→ **Data entries**
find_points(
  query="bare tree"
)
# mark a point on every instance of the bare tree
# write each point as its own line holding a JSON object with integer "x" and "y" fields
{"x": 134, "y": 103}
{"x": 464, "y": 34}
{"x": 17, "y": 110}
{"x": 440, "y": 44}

→ **Exercise details**
Rescale the listing above by repeating every line, requests included, with each x and y coordinate in the answers multiplied by 2.55 and rounded to the nearest whole number, halves rounding up.

→ **Output for this exercise**
find_points(
  query="bare tree"
)
# mark a point on every instance of the bare tree
# write each point as its own line holding a JSON object with integer "x" and "y" fields
{"x": 342, "y": 263}
{"x": 1183, "y": 87}
{"x": 43, "y": 281}
{"x": 1122, "y": 112}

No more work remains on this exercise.